# Selected extract start
The Protagonist: Kami Glass. An investigative report-in-training, she's always looking for the next big story to blow wide open, in her small English town.
Her Angst: The return of the infamous Lynburn family looks like the perfect scoop - until she learns she has a secret bond with Jared, the Lynburn black sheep.
The Secondary Cast:
Angela: Kami's ornery BFF who's happy to help with Kami's adventures, so long as they doesn't involve Annoying People or interfere with her naps.
Jared: The "voice" who has conversed with Kami in her head for the better part of her life. The good news? He's real and so are his abs! The bad news - he's real, and knows all of her innermost secrets.
Ash: The cute and helpful son of Lillian Lynburn. Jared's cousin. Genuinely likes Kami, and worries about her connection to his "dangerous" cousin.
Rosalind: Jared's awful mother. Just awful. The worst.
Lillian: Rosalind's icy sister and Ash's mother. Less awful to Jared, but not exactly welcoming, either.
Uncle Rob: Lillian's husband and Ash's dad. The only member of the Lynburn family who's openly loving to Jared.
Angst Checklist:
- Racism and Xenophobia
- Class Divides
- Slut Shaming
- Rich Hot Angsty Boy Shaming (for MYSTERIOUS REASONS)
- Relationship Boundaries
- Awkward Love Triangles
- My Best Friend Can Literally Read My Thoughts and That Is Not Helpful At All
- LGBT Issues
- Child Abuse
- Jealous Sisters
- Sssssecretsssss
The Word: Kami Glass has lived her whole life in Sorry-in-the-Vale, a bucolic little English village with roots going back hundreds of years. Despite being born there, she's always been a little bit of an outcast - partly because of her Asian heritage and partly because she regularly holds conversations in her head with an imaginary boy named Jared.
Now hear me out.
More than anything, Kami wants to be an investigative journalist, and sussing out the town's myriad secrets is her life's ambition. She thinks she's hit the jackpot when she learns the town's founding family, the Lynburns (two surviving sisters, a cousin, and their respective sons Jared and Ash) have returned to Sorry-in-the-Vale after a long absence in America. They're rich and live in a mansion. Everyone in town lives in fear of them, but refuses to explain why. And the two Lynburn boys are ridiculously hot, angsty, and mysterious. Kami can't wait to interview them and find out what all the fuss is about.
Hear me out! Just give me a minute!
When Kami runs into angry, mistreated Jared Lynburn, she discovers that
he's the boy she's secretly conversed with her entire conscious life. Her imaginary boy is real, and neither knows what to do about their psychic connection, or what it means with regards to the Lynburns' dark history with Sorry-in-the-Vale.
Okay, now, I can see you side-eying this review already. Instant bonds, a Love Triangle with Angsty Angry Loner Boys, a quirky heroine too nosy for her own good. The perfect ingredients for One Hot-Ass Mess of a Book.
# Selected extract end
# Given entries start
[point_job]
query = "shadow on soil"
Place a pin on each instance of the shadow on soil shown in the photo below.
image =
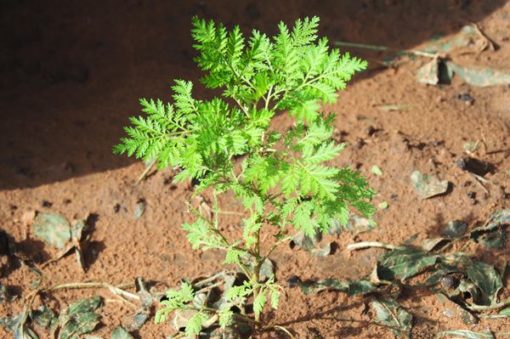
(71, 73)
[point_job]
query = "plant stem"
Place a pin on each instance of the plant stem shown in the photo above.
(369, 244)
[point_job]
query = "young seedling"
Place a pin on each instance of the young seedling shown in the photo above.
(226, 144)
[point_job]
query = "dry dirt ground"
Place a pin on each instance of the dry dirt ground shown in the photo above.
(71, 74)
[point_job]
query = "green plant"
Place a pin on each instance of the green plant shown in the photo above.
(226, 144)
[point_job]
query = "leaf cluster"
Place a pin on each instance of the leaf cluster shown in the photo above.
(283, 179)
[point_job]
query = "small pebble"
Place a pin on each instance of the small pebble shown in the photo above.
(46, 204)
(293, 281)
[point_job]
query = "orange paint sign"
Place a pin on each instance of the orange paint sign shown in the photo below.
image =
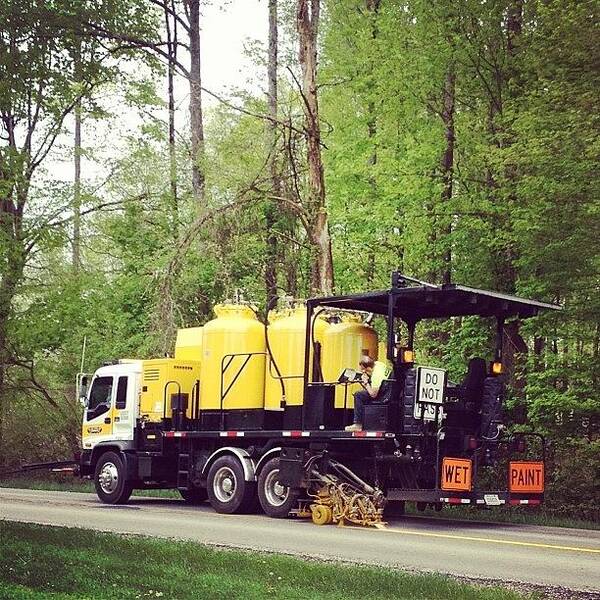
(457, 474)
(526, 477)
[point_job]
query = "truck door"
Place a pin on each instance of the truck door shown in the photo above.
(124, 411)
(97, 420)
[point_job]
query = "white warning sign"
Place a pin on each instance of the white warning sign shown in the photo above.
(431, 385)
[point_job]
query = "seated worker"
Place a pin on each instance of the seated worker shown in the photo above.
(373, 374)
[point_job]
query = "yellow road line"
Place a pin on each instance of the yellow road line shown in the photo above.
(491, 540)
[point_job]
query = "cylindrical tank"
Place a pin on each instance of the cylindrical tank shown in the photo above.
(235, 331)
(188, 345)
(287, 337)
(343, 345)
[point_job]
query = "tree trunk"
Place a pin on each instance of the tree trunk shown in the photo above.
(307, 23)
(172, 52)
(271, 209)
(196, 123)
(11, 274)
(447, 168)
(76, 245)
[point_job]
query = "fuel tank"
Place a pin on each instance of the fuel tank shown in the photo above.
(287, 337)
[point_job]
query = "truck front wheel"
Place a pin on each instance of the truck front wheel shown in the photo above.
(228, 491)
(277, 500)
(110, 481)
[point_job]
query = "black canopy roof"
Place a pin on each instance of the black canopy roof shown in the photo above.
(428, 301)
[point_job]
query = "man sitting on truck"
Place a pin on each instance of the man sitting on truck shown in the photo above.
(373, 372)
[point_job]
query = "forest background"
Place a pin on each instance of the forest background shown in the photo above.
(452, 140)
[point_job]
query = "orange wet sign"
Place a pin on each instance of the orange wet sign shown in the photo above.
(526, 477)
(456, 474)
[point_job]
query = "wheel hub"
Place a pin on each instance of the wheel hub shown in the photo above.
(225, 484)
(275, 492)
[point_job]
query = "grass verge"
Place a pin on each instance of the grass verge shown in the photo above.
(39, 562)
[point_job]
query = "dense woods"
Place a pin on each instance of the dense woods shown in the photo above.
(454, 141)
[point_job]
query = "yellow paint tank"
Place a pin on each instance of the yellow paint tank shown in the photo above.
(236, 330)
(287, 337)
(162, 377)
(188, 345)
(343, 345)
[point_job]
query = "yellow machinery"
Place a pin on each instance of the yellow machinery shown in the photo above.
(287, 335)
(188, 345)
(162, 378)
(343, 345)
(233, 359)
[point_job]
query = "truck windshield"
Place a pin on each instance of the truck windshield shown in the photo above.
(101, 392)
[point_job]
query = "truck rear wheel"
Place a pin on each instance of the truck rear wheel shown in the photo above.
(110, 479)
(228, 491)
(277, 500)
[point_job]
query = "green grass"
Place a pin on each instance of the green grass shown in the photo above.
(72, 564)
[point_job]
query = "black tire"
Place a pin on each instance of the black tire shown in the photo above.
(194, 495)
(227, 490)
(110, 479)
(276, 500)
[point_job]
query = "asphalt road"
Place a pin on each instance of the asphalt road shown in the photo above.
(523, 553)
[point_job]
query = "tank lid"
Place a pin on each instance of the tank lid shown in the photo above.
(235, 310)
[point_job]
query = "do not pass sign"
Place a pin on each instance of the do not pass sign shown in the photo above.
(431, 384)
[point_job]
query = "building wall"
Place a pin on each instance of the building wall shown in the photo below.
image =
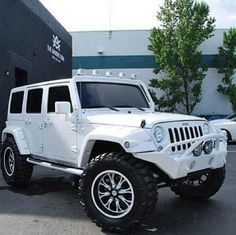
(27, 30)
(126, 51)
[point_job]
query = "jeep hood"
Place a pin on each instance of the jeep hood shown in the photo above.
(135, 119)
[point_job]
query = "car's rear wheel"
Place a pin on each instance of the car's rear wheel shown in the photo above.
(118, 192)
(15, 169)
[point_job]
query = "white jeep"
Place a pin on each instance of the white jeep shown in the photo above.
(104, 129)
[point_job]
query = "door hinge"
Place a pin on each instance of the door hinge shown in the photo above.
(74, 149)
(41, 145)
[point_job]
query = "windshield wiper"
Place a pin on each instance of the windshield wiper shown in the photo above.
(130, 106)
(104, 106)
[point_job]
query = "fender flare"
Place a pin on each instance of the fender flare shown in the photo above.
(19, 137)
(139, 140)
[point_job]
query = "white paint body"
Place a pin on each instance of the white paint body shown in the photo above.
(69, 138)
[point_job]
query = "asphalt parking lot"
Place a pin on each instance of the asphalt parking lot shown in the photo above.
(50, 206)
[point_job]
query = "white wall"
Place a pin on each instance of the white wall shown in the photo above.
(135, 43)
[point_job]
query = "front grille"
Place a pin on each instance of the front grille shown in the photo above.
(178, 134)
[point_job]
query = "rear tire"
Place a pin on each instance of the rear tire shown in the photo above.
(201, 187)
(16, 170)
(113, 205)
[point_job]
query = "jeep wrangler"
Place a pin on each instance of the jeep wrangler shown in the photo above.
(105, 130)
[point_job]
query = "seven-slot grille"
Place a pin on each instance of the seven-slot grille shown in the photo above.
(178, 134)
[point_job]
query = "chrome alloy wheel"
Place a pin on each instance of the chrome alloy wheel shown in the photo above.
# Given entries end
**Written task 1**
In the book review, swap "cousin" for "relative" and give the part that opens with the words containing "Ash: The cute" and closes with "loving to Jared.".
**Written task 2**
Pick up the book review where it stops and continue writing it.

**Result 1**
Ash: The cute and helpful son of Lillian Lynburn. Jared's relative. Genuinely likes Kami, and worries about her connection to his "dangerous" relative.
Rosalind: Jared's awful mother. Just awful. The worst.
Lillian: Rosalind's icy sister and Ash's mother. Less awful to Jared, but not exactly welcoming, either.
Uncle Rob: Lillian's husband and Ash's dad. The only member of the Lynburn family who's openly loving to Jared.

**Result 2**
Except.
Except this book is actually kind of ... good? Amazingly good, even. One of the best things I've read this year, if you want to be specific. Yes,
Unspoken trades on a lot of popular YA tropes that have been beaten into glue by previous and less-skilled authors, but
Unspoken does it in an incredibly intelligent and self-aware way.
Kami
does have an instant bond with Jared, but it's not a source of fuzzy duckling feelings that eschew reality. Rather, their connection is embarrassing and unpleasant and awkward. It's one thing to believe in a "real" imaginary friend - it's an entirely different thing to discover you've placed the quotation marks on the wrong word and you have very little privacy or independence for your own thoughts. Their bond is a source of (rather than a cheap solution to) conflict.
The story is not
all about the guys, either. I mean, they're important - the Lyburn boys do live in a decrepit, thunderstorm-prone mansion drenched in
sssssecretssss - but the novel spends just as much time with Kami and her friends Angela and Holly. One of the more interesting subplots involves Kami re-thinking her dismissive opinion of Holly as a boy-crazy flirt - thanks, in part, to Jared calling her on her close-mindedness.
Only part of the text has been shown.